[Given information]

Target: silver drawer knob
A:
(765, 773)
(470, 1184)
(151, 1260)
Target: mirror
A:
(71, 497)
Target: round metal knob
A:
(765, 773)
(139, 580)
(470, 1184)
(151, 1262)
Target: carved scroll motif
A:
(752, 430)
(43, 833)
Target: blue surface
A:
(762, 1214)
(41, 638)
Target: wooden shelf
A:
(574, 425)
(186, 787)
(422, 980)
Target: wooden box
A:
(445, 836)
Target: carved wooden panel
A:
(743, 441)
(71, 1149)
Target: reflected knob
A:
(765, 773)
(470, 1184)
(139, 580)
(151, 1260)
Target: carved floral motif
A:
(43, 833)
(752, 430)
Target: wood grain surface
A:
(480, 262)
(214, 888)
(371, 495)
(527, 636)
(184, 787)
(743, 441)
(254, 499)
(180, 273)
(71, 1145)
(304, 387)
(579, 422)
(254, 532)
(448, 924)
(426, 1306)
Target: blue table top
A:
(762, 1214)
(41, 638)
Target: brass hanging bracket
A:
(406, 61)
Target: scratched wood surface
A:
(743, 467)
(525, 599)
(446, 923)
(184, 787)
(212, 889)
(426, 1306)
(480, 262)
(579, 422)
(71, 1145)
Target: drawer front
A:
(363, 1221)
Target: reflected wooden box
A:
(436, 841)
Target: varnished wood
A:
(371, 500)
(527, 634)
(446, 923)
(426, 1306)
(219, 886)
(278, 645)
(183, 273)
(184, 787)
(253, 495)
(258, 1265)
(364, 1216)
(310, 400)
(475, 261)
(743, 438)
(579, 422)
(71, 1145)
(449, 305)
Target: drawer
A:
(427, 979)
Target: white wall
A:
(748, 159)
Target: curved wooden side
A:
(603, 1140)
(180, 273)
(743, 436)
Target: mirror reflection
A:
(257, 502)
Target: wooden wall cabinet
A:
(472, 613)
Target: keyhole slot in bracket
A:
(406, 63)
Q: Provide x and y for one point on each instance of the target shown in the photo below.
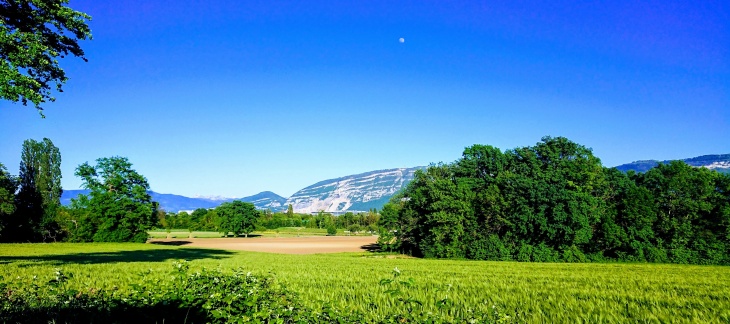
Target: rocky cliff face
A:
(719, 162)
(358, 192)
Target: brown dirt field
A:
(288, 245)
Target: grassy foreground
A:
(531, 292)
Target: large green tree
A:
(34, 34)
(236, 217)
(8, 186)
(555, 201)
(118, 208)
(40, 191)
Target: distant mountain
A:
(266, 200)
(719, 162)
(358, 192)
(176, 203)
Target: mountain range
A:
(360, 192)
(719, 162)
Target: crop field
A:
(280, 232)
(517, 292)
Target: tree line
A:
(119, 207)
(555, 202)
(225, 220)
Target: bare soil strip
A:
(288, 245)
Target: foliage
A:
(202, 296)
(118, 208)
(39, 194)
(507, 291)
(8, 186)
(33, 35)
(236, 217)
(555, 202)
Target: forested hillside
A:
(555, 201)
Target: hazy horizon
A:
(232, 98)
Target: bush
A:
(204, 296)
(331, 230)
(544, 253)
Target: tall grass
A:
(532, 292)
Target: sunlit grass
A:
(540, 292)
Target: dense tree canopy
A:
(34, 34)
(555, 201)
(38, 198)
(118, 209)
(8, 186)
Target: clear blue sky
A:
(236, 97)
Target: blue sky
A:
(236, 97)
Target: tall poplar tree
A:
(40, 192)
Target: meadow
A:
(279, 232)
(514, 292)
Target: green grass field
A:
(531, 292)
(281, 232)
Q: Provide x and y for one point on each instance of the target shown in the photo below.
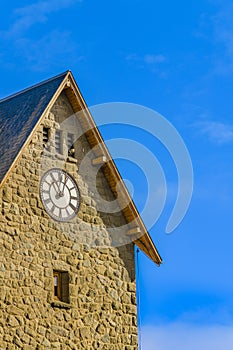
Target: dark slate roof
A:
(19, 114)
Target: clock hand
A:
(65, 181)
(55, 187)
(55, 183)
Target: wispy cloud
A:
(29, 15)
(217, 132)
(184, 336)
(40, 49)
(39, 54)
(152, 62)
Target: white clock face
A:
(59, 194)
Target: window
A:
(61, 286)
(45, 136)
(70, 144)
(58, 147)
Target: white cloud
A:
(216, 131)
(153, 62)
(187, 337)
(55, 47)
(150, 59)
(29, 15)
(147, 58)
(40, 53)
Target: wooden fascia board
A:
(50, 104)
(144, 242)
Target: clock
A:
(59, 194)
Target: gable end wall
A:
(102, 309)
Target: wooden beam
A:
(99, 160)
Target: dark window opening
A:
(70, 144)
(61, 286)
(58, 147)
(45, 136)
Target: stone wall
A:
(101, 313)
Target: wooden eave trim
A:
(50, 104)
(144, 242)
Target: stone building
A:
(67, 227)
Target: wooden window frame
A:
(61, 293)
(58, 142)
(70, 145)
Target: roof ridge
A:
(33, 86)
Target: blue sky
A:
(175, 57)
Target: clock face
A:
(59, 194)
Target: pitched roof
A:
(20, 114)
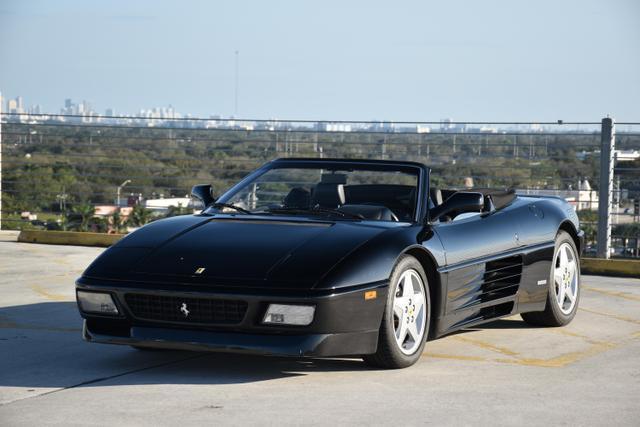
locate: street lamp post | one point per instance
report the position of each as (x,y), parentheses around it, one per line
(118,191)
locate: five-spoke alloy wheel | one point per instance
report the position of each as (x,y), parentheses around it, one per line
(564,286)
(405,322)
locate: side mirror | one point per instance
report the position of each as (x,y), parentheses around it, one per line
(202,192)
(460,202)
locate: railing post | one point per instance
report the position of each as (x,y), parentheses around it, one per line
(607,149)
(1,100)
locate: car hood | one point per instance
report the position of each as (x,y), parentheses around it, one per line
(232,251)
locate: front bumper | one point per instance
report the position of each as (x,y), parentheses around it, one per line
(345,323)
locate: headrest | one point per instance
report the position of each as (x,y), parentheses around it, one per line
(436,196)
(298,197)
(328,195)
(370,212)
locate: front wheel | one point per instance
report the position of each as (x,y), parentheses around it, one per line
(564,286)
(405,322)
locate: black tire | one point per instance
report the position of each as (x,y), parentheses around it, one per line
(388,355)
(552,316)
(140,348)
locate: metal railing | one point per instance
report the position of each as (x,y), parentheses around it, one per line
(53,167)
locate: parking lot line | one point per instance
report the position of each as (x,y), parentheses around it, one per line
(611,316)
(625,295)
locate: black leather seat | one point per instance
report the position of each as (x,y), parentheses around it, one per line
(374,212)
(328,195)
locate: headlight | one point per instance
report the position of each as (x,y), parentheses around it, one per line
(96,302)
(285,314)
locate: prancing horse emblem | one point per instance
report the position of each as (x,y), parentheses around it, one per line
(184,310)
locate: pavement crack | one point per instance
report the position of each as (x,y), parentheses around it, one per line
(106,378)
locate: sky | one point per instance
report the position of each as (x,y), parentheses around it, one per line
(487,60)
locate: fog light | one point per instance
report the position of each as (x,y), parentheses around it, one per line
(96,302)
(285,314)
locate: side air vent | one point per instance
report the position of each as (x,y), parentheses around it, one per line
(484,283)
(501,278)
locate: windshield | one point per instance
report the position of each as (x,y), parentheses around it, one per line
(382,195)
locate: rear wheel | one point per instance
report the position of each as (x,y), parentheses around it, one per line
(564,286)
(405,322)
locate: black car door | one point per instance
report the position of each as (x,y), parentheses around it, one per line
(482,273)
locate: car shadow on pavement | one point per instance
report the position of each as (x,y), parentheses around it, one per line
(41,347)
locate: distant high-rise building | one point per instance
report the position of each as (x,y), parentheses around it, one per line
(12,106)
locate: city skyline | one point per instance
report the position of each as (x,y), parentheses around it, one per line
(359,61)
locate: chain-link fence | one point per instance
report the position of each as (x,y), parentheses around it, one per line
(108,174)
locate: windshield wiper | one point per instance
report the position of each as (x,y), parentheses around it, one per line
(219,205)
(316,210)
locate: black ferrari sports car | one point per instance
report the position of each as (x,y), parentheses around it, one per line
(328,257)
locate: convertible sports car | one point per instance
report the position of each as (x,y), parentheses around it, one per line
(328,257)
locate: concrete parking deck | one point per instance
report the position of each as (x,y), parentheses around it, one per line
(506,372)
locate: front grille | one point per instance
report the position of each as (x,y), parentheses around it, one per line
(186,310)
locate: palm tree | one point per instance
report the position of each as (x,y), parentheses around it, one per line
(86,212)
(118,222)
(139,216)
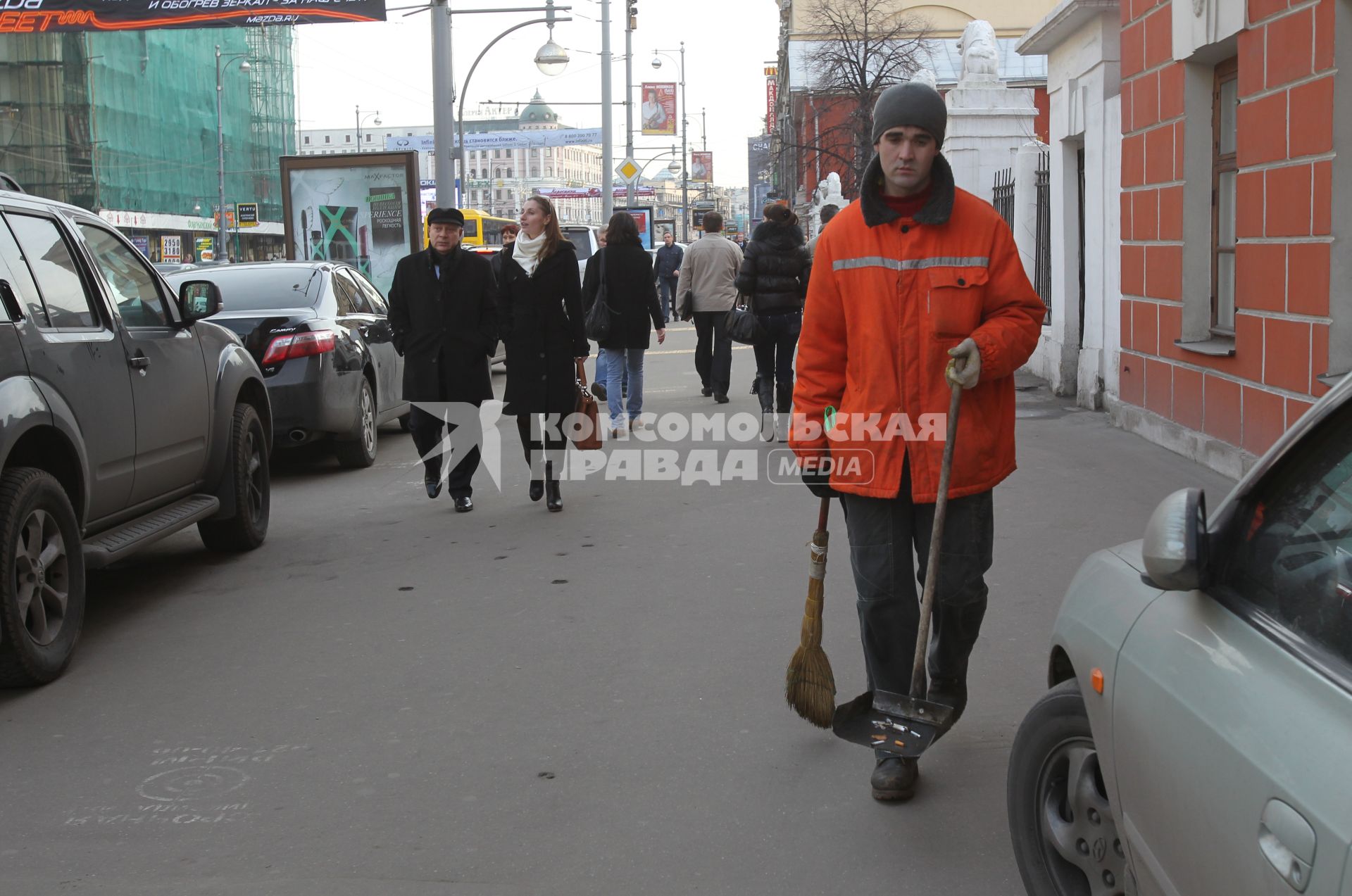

[Written exercise]
Type out all of the data above word for word, leaving out the pictures.

[Response for this exercise]
Target: silver drawer knob
A:
(765, 773)
(470, 1184)
(151, 1260)
Target: mirror
A:
(71, 497)
Target: round metal knob
A:
(765, 773)
(139, 580)
(470, 1184)
(151, 1262)
Target: carved scroll motif
A:
(752, 430)
(43, 833)
Target: blue surface
A:
(762, 1214)
(41, 638)
Target: wooden shelf
A:
(574, 425)
(186, 787)
(422, 980)
Target: wooden box
A:
(445, 836)
Target: carved wooden panel
A:
(743, 441)
(71, 1149)
Target: reflected knob
A:
(765, 773)
(470, 1184)
(139, 580)
(151, 1260)
Target: carved floral motif
A:
(43, 833)
(752, 430)
Target: wood grain surface
A:
(480, 262)
(214, 888)
(371, 495)
(527, 636)
(184, 787)
(743, 441)
(254, 499)
(180, 273)
(71, 1145)
(304, 387)
(579, 422)
(254, 532)
(448, 924)
(426, 1306)
Target: blue table top
A:
(762, 1214)
(41, 638)
Target: brass hanging bracket
A:
(406, 61)
Target: scratched wood surface
A:
(743, 467)
(525, 599)
(446, 923)
(184, 787)
(212, 889)
(426, 1306)
(480, 262)
(579, 422)
(71, 1145)
Target: drawer front
A:
(363, 1221)
Target: reflected wooden box
A:
(436, 841)
Target: varnished wood
A:
(371, 500)
(527, 634)
(446, 923)
(426, 1306)
(219, 886)
(278, 645)
(183, 273)
(184, 787)
(253, 495)
(258, 1265)
(364, 1216)
(310, 400)
(475, 261)
(743, 438)
(579, 422)
(71, 1145)
(449, 305)
Target: drawer
A:
(427, 979)
Target: white wall
A:
(748, 159)
Target: curved wooden side
A:
(603, 1140)
(180, 273)
(743, 436)
Target: mirror reflection
A:
(257, 502)
Target: wooden wall cabinet
A:
(472, 613)
Target: keyhole slot in bracket
A:
(406, 63)
Q: Provide x and y for one point on each instance of the target shown in the photo below.
Target: rocky cliff face
A:
(719, 162)
(358, 192)
Target: brown dirt field
A:
(288, 245)
Target: grassy foreground
A:
(531, 292)
Target: large green tree
A:
(34, 34)
(236, 217)
(8, 186)
(555, 201)
(118, 208)
(40, 191)
Target: distant mountain
A:
(266, 200)
(719, 162)
(358, 192)
(176, 203)
Target: mountain range
A:
(360, 192)
(719, 162)
Target: crop field
A:
(280, 232)
(517, 292)
Target: tree line
A:
(119, 207)
(555, 202)
(225, 220)
Target: bare soil strip
A:
(288, 245)
Target: foliage
A:
(202, 296)
(118, 208)
(39, 194)
(507, 291)
(8, 186)
(33, 35)
(236, 217)
(555, 202)
Target: forested hillside
A:
(555, 201)
Target: hazy horizon
A:
(232, 98)
Target: bush
A:
(204, 296)
(331, 230)
(544, 253)
Target: tall grass
A:
(532, 292)
Target: sunlit grass
A:
(540, 292)
Target: dense tree canopy
A:
(34, 34)
(555, 201)
(38, 198)
(118, 209)
(8, 186)
Target: clear blue sky
A:
(236, 97)
Target: blue sky
A:
(236, 97)
Target: tall poplar tree
A:
(40, 192)
Target: meadow
A:
(279, 232)
(514, 292)
Target: green grass field
A:
(531, 292)
(281, 232)
Q: Provide x and y for one point on each instance of the target shown in the photo below.
Target: dark slate roof
A:
(19, 114)
Target: clock hand
A:
(65, 181)
(55, 187)
(55, 183)
Target: wispy cloud
A:
(29, 15)
(217, 132)
(184, 336)
(40, 49)
(39, 54)
(152, 62)
Target: white clock face
A:
(59, 194)
Target: window
A:
(61, 286)
(45, 136)
(70, 144)
(58, 147)
Target: white cloud
A:
(216, 131)
(153, 62)
(187, 337)
(55, 47)
(150, 59)
(29, 15)
(147, 58)
(40, 53)
Target: wooden fascia board
A:
(50, 104)
(144, 242)
Target: clock
A:
(59, 194)
Target: gable end wall
A:
(102, 309)
Target: wooden beam
A:
(99, 160)
Target: dark window opening
A:
(70, 144)
(61, 286)
(58, 147)
(45, 136)
Target: stone wall
A:
(101, 313)
Target: wooden eave trim
A:
(50, 104)
(144, 242)
Target: stone building
A:
(67, 227)
Target: wooden window frame
A:
(61, 293)
(58, 142)
(70, 145)
Target: roof ridge
A:
(33, 86)
Target: blue sky
A:
(175, 57)
Target: clock face
A:
(59, 194)
Target: pitched roof
A:
(20, 114)
locate: street lamp post | one point per instance
report the position of each as (x,y), parentheses around it, one per line
(118,191)
locate: five-spoke alloy wheel | one point per instance
report the position of each as (x,y), parentheses around it, one per line
(564,286)
(405,322)
locate: side mirror | one point per instance
report the position of each as (x,y), parentheses around it, one per line
(202,192)
(460,202)
locate: railing post | one point per instance
report the position of each as (x,y), parentheses around it, one per line
(607,149)
(1,100)
locate: car hood | one point per instance
report the position of each as (x,y), parentheses around it, one per line
(232,251)
locate: front bumper | one point per instance
report the position of each as (x,y), parentheses around it, one per line
(345,323)
locate: headrest | one point per instance
report the position of each as (x,y), parentheses around it, one per line
(436,196)
(298,197)
(328,195)
(370,212)
locate: front wheel | one point per instance
report the position of each as (x,y), parentheses around it, one per line
(564,286)
(405,322)
locate: black tire | one point per instance
report the position of each as (x,y), parentheses around it, one per line
(388,355)
(552,316)
(140,348)
locate: metal railing | one point per instance
report the position of each as (x,y), parentheses around it, one per line
(53,167)
locate: parking lot line | one point per instance
report the position of each as (x,y), parentheses around it, one per line
(611,316)
(625,295)
locate: black leather seat | one point per instance
report the position of each as (x,y), parentheses around it, one per line
(374,212)
(328,195)
locate: headlight | one point per instance
report the position of each as (x,y), parentheses around it, one per line
(96,302)
(285,314)
locate: prancing horse emblem | one point per instance
report the position of each as (x,y), parentheses around it, one per line
(184,310)
locate: pavement crack | one point per instance
report the position of each as (x,y), parentheses around it, one per line
(106,378)
locate: sky | one point per instance
report the position of each as (x,y), parentheses around it, one per line
(487,60)
locate: fog light | one point per instance
report the position of each as (x,y), parentheses around it, one per line
(96,302)
(285,314)
locate: side air vent | one point per instance
report the position of each as (x,y), parentheses around it, one per line
(484,283)
(501,278)
locate: windshield | one point per instance
report the position of each as (x,y), parentheses around it, one per line
(382,195)
locate: rear wheel | one point per instance
report the position of each as (x,y), parentheses around it, one per line
(564,286)
(405,322)
locate: black car door | one point per instance
report the position of each as (x,y), parentheses around it, one per line
(482,273)
locate: car shadow on pavement | one point per instance
report the position of each as (x,y), parentheses around it, one per line
(41,347)
locate: distant high-rise building | one point per instance
report the position of each as (x,y), parentheses around it, one per line
(12,106)
locate: city skyline | one point per instance
report the position of each as (x,y), parentheses around it, one per line
(359,61)
locate: chain-link fence | one point per instance
report the position of each as (x,y), parentheses around it, one per line
(108,174)
locate: windshield wiper | one point per instance
report the position of each as (x,y), parentheses around it, one per line
(219,205)
(316,210)
locate: black ferrari sports car | one point per instance
report the position of each as (x,y), parentheses around it, one per line
(328,257)
locate: convertible sports car | one point per instance
report the position of each as (x,y), parentheses around it, one per line
(328,257)
locate: concrete parking deck | one point per instance
report the position of each as (x,y), parentheses around it, one per line
(506,372)
locate: front grille | one point per instance
report the position of each as (x,y), parentheses around it, one per line
(186,310)
locate: palm tree | one point per instance
report the position of each as (x,y), parentheses around it, one per line
(86,212)
(118,222)
(139,216)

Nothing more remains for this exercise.